### [TASK OBJECTIVE]
Please return, unchanged, each line of the entries below that contains the word "List". Case counts.

### [DATA RECORDS]
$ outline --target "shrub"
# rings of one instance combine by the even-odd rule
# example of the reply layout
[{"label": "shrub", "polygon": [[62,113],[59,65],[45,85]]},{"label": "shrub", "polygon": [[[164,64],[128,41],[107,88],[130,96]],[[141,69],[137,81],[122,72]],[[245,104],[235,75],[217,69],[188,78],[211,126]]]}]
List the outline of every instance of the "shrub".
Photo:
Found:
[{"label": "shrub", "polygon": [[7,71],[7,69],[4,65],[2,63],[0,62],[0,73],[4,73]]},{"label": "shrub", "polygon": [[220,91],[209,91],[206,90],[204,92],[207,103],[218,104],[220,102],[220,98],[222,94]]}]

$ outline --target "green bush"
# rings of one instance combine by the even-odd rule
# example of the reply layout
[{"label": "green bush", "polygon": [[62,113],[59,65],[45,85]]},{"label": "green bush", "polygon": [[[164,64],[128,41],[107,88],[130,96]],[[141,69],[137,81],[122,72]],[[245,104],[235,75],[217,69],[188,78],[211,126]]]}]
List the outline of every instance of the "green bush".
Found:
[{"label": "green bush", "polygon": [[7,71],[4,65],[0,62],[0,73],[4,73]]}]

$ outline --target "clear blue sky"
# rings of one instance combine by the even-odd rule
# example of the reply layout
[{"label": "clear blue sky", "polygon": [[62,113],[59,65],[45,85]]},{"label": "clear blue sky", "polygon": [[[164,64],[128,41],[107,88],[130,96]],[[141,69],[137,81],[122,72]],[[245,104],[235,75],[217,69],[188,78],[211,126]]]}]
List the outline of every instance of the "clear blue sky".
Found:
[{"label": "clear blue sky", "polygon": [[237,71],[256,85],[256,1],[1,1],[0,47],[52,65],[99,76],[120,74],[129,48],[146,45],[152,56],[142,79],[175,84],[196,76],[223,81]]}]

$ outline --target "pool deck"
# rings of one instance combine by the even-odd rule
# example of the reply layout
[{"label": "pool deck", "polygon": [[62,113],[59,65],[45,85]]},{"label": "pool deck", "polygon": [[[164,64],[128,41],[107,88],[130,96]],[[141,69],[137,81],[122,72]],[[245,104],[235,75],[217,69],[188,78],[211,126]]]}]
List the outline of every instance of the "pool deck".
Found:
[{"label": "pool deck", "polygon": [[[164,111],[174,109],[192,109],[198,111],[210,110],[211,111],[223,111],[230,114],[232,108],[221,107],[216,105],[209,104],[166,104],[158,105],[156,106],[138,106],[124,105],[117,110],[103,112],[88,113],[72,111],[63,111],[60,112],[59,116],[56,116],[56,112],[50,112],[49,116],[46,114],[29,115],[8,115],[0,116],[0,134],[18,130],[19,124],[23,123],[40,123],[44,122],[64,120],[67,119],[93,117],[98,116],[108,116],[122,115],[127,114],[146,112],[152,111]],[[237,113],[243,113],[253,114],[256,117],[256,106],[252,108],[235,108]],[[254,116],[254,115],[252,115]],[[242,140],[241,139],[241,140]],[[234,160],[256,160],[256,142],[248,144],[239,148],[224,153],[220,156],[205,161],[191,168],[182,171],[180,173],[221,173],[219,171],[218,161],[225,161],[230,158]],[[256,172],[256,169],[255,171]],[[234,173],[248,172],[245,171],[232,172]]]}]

### [TASK RESPONSE]
List the outline of every instance of the "shrub".
List the outline of every instance of the "green bush".
List the outline of every instance of the "clear blue sky".
List the outline of every instance of the "pool deck".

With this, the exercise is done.